→ **Exercise details**
There is one span to output from the data below: the lines starting at the line with "the mushroom base." and ending at the line with "of the forest". Output it exactly, ends included, nothing more.

•••

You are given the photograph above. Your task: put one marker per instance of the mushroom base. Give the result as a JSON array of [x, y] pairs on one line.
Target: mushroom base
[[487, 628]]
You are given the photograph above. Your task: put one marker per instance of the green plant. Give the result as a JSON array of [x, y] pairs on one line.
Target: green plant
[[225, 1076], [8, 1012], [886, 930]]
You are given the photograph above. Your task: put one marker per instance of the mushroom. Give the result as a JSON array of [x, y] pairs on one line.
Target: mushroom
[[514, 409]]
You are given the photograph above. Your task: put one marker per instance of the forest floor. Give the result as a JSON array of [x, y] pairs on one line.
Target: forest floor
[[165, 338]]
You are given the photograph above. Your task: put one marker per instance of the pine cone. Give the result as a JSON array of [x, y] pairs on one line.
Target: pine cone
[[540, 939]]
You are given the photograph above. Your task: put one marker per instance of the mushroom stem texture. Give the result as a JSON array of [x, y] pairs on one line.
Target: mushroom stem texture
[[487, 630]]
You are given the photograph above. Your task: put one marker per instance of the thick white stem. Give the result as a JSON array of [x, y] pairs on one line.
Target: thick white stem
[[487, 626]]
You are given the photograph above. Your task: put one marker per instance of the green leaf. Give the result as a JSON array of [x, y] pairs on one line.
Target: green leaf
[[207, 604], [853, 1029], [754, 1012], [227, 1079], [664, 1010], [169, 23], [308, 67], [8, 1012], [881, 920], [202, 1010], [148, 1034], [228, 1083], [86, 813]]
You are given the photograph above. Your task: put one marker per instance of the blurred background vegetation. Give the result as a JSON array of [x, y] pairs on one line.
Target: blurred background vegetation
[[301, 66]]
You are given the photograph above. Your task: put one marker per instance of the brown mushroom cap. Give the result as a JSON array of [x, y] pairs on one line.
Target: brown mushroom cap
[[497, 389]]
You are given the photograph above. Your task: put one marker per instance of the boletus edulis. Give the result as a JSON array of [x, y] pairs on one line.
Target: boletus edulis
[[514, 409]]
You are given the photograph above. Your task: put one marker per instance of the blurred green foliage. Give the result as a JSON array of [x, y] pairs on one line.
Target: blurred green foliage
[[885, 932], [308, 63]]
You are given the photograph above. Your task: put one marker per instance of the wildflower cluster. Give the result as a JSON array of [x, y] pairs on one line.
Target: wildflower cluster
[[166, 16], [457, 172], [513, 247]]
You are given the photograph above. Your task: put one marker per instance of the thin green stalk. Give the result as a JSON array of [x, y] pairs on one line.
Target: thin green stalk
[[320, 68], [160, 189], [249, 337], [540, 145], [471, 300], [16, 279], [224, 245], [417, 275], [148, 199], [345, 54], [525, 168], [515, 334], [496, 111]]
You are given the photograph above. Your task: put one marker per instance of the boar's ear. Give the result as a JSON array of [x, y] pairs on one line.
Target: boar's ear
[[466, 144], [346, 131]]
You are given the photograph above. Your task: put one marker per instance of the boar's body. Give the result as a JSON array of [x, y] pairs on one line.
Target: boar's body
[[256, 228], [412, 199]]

•••

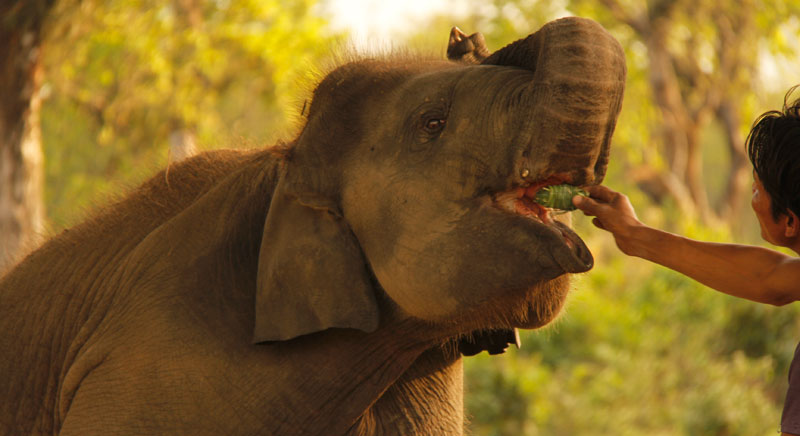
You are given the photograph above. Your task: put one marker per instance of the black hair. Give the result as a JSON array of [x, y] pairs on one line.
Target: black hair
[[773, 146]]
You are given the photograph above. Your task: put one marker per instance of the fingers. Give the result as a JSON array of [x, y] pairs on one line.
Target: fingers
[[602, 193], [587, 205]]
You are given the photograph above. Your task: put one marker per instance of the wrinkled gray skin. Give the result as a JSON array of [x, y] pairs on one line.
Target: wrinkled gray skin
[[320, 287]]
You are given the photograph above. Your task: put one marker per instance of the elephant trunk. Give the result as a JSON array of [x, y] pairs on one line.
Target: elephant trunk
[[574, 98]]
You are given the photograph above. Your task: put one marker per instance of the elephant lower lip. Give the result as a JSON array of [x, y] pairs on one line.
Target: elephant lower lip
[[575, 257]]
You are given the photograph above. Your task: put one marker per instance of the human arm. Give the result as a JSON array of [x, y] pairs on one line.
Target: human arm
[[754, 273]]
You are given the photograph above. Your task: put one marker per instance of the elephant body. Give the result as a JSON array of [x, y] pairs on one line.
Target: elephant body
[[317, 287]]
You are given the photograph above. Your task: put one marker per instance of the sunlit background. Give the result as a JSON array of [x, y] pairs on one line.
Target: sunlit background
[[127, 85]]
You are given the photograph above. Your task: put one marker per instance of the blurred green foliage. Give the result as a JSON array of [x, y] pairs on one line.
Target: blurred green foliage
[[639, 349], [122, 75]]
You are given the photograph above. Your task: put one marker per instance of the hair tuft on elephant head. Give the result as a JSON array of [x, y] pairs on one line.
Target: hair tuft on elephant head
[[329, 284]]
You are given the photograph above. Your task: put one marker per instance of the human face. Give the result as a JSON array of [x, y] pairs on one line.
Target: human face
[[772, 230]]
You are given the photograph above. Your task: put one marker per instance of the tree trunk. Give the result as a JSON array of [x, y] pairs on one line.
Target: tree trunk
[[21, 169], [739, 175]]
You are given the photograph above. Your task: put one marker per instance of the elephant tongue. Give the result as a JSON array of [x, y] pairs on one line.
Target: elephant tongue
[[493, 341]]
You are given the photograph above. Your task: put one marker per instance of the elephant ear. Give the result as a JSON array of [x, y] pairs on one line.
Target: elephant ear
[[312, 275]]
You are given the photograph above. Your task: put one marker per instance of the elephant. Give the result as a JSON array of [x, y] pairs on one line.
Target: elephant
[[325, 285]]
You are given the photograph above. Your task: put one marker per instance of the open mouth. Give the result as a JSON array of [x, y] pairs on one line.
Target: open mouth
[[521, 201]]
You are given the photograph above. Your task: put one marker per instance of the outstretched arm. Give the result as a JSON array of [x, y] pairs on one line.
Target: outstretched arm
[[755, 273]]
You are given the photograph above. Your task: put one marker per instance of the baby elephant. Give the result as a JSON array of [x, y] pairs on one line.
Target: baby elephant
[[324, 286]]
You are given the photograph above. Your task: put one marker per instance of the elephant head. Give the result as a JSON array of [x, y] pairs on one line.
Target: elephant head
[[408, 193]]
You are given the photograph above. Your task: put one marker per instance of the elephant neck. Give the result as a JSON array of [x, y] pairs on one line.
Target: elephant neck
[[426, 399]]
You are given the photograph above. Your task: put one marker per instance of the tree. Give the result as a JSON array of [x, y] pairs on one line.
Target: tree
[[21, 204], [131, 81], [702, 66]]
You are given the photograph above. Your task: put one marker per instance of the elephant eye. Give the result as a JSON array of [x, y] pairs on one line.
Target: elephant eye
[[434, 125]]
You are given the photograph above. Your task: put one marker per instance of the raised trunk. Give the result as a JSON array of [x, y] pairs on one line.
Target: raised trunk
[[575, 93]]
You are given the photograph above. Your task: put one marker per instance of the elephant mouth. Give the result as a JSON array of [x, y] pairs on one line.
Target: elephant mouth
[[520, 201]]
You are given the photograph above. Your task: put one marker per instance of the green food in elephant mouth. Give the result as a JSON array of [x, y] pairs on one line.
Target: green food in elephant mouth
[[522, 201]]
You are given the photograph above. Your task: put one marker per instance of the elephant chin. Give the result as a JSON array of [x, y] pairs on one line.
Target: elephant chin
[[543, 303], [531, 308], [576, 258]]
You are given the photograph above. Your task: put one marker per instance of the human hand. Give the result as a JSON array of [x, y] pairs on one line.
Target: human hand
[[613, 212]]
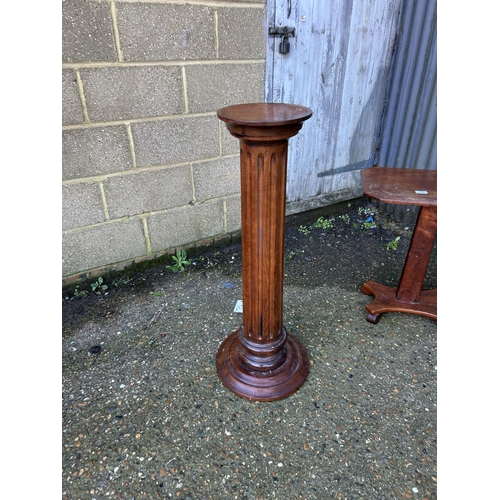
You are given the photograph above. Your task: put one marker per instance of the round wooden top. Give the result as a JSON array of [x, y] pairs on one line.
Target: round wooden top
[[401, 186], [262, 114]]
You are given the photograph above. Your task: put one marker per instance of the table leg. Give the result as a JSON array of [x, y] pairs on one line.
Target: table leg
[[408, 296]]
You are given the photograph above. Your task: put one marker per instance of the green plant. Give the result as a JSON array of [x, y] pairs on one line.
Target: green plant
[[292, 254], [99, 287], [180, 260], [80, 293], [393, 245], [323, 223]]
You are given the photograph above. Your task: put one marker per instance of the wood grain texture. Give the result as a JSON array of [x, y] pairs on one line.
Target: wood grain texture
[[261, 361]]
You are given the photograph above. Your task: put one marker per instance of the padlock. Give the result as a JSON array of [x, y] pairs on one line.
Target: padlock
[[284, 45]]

•••

→ **Answer for the task**
You are given the photograph above. Your task: put one marker per instance of the mushroom base. Give the result as a JSON array of [x, y] pairs on one line.
Target: mushroom base
[[487, 628]]
You are given the photograph above. Your task: put one marker per instance of the green plant. Give the result as a JSON array of [x, y] pairs on one line.
Target: green plant
[[225, 1076], [8, 1012], [886, 930]]
You are given the photograph above. Your task: put one marker per instance of the mushroom. Give the result as a JSON array of [x, y] pairs on one line.
Target: mushroom
[[514, 409]]
You are given the photograph above. Your task: put one marker per instance of the forest floor. Give the result as a JSON array of [x, y] pairs on one line.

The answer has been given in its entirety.